### Short problem
Reproduce the biographical text on Musa Hadeib below word for word, in full.

### Given passage

__________

- Born: Dawaymeh, near Hebron
- Died: October 1929 Jerusalem
- Occupation(s): Head of Mount Hebron farmers' party, Founder of Muslim National Associations
- Known for: Collaboration with Zionists, Assassination near Herod's Gate

= Musa Hadeib =

Palestinian politician

Sheikh Musa Hadeib was the head of Mount Hebron farmers' party and a founder of the Zionist-supported Muslim National Associations. He was from the village of Dawaymeh near Hebron.

In October 1929, Musa Hadeib was killed near Herod's Gate in Jerusalem, accused of collaborating with the Zionists. His killers were never apprehended, but both his family and the Zionist Executive claimed that the followers of Amin al-Husseini, the Grand Mufti of Jerusalem and the leader of the Supreme Muslim Council, were responsible. His killers, according to Zionist intelligence, were three men dressed as women, from the Maraqa clan of Hebron.

__________

### Records
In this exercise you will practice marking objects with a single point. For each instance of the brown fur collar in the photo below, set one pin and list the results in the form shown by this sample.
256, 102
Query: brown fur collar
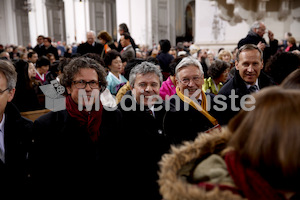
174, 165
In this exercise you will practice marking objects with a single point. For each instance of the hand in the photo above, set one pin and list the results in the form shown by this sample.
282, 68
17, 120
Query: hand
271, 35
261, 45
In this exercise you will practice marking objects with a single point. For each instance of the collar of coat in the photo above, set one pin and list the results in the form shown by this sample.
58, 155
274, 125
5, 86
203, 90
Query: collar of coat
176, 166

__________

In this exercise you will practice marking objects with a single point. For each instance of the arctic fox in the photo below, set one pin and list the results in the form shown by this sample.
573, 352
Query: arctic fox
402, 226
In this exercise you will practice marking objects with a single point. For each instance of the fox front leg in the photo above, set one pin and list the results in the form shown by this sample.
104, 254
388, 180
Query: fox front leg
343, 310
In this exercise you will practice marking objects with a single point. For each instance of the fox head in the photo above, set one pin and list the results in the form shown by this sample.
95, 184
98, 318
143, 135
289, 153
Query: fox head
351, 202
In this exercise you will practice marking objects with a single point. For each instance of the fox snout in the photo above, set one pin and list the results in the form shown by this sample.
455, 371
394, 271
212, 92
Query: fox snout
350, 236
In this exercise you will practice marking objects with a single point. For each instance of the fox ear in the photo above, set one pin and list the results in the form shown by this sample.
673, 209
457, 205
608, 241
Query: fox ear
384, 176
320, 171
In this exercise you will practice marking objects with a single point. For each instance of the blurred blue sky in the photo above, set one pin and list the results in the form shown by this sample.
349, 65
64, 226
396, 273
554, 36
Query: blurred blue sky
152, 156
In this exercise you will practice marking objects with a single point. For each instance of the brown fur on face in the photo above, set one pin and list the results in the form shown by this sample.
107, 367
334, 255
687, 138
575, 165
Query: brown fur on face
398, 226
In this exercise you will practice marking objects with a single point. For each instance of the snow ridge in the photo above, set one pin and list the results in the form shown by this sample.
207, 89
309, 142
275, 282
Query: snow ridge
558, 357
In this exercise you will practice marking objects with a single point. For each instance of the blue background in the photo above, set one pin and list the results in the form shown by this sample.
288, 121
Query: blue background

__________

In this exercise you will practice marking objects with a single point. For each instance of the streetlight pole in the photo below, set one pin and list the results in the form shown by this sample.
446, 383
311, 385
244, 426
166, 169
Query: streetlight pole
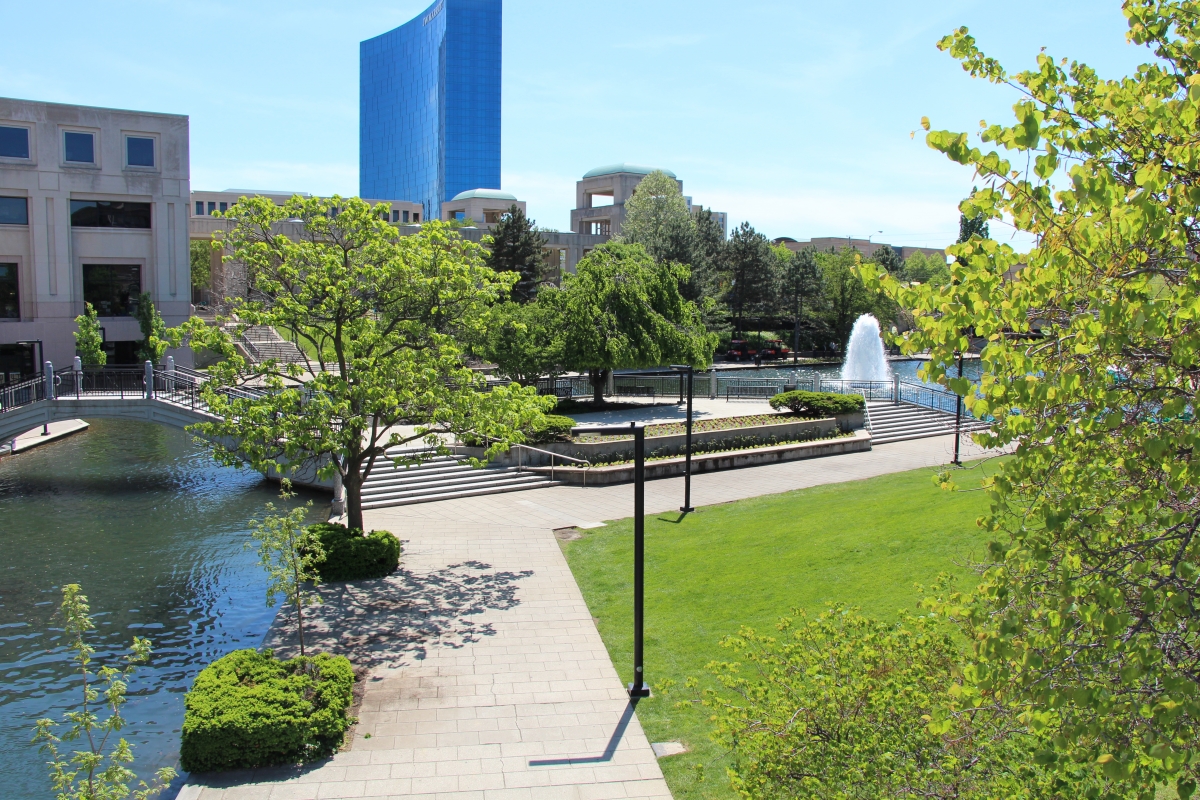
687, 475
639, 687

__________

### Response to the exercise
- Born: Dawaymeh, near Hebron
- Died: October 1929 Jerusalem
- Occupation(s): Head of Mount Hebron farmers' party, Founder of Muslim National Associations
- Known for: Collaboration with Zionists, Assassination near Herod's Gate

= Musa Hadeib =

Palestinian politician

Sheikh Musa Hadeib was the head of Mount Hebron farmers' party and a founder of the Zionist-supported Muslim National Associations. He was from the village of Dawaymeh near Hebron.

In October 1929, Musa Hadeib was killed near Herod's Gate in Jerusalem, accused of collaborating with the Zionists. His killers were never apprehended, but both his family and the Zionist Executive claimed that the followers of Amin al-Husseini, the Grand Mufti of Jerusalem and the leader of the Supreme Muslim Council, were responsible. His killers, according to Zionist intelligence, were three men dressed as women, from the Maraqa clan of Hebron.